*Document extract*:
········
We may now also treat a brief chapter in which Mirsch discusses certain miracles of Jesus, which he chooses to either 1) explain away as trickery or 2) rewrite as code for military rebellion. The first dealt with is the turning of water into wine, which Mirsch explains away -- rather vaguely -- as having been performed with the aid of what is called a "Heron's amphora,"  a sort of divided vessel, which would allow there to be water on one side and wine on the other. 

Sadly for Mirsch, the explanation fails alone on the fact that in order for it to work, he must assume what we have already rebutted, that Jesus was a) wealthy and b) a Zealot.  He must also add to the story a collection of behind the scenes stooges helping Jesus deceive a bunch of Zealot leaders at the wedding so that he can be elected their leader, which means that the appeal to the amphora is just a minor player in the larger conspiracy theory.  Finally, Mirsch has to put Jesus and Joseph in Egypt and put them in touch with Heron, the inventor of the amphora, and speculate as needed to cover any loose ends -- e.g., what if Joseph and Jesus went to Egypt before Heron was there?? No problem! Maybe Heron "laid claim to an existing technology" [207]. Perversely, Mirsch also takes the expense required for the feat (the wine, building custom jars) as evidence for this thesis that Jesus was wealthy! When one must add epicycles of speculation as a prop, and engage in such blatant question begging, it is a sure sign that actual facts are in short supply.
········
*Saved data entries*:
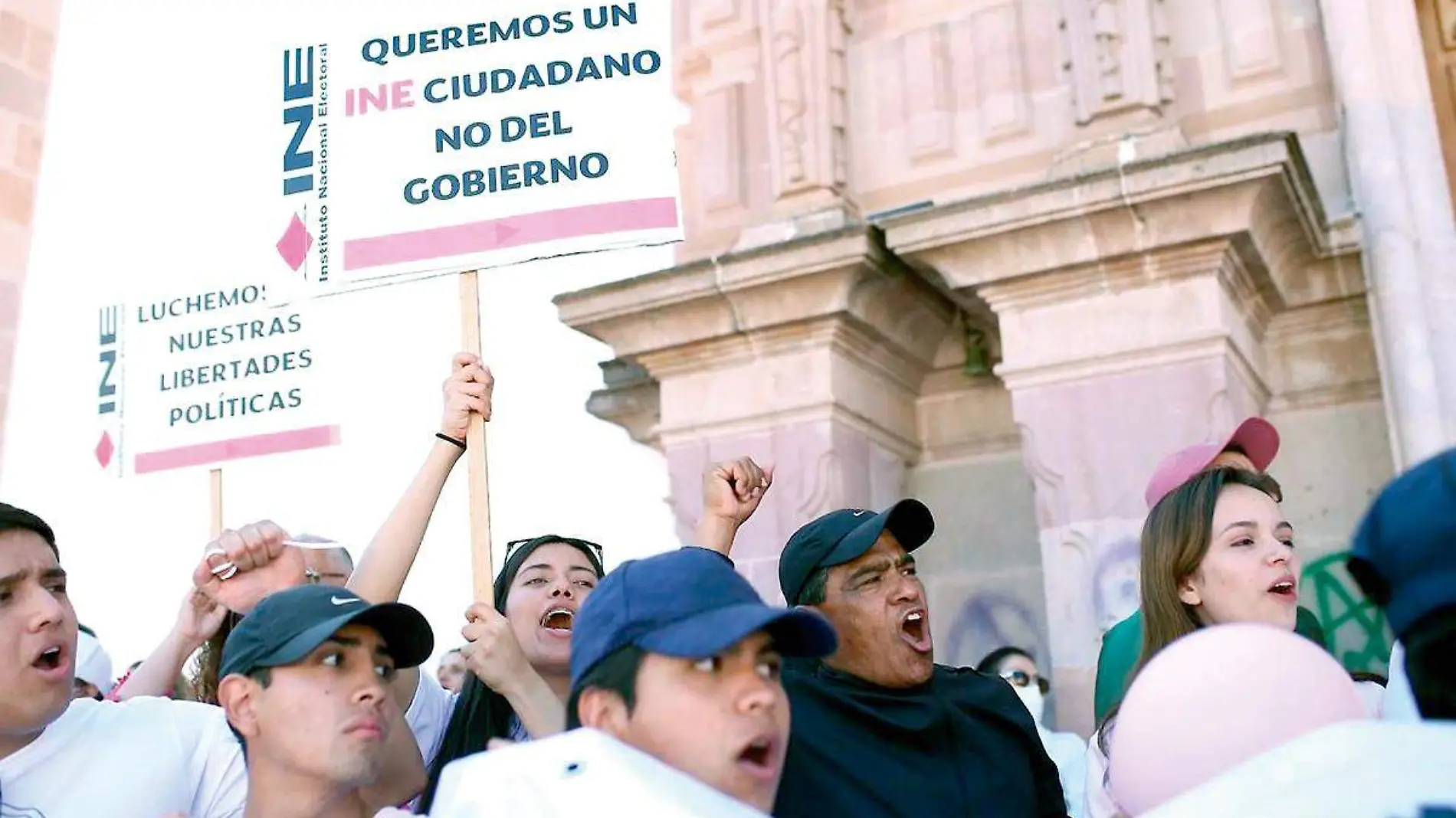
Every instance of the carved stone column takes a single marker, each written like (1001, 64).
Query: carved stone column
(808, 357)
(766, 150)
(805, 77)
········
*About this exercise*: List every person named in the text about Mirsch's explanation of the water-into-wine miracle. The saved data is not needed.

*Solution*: Mirsch, Jesus, Heron, Joseph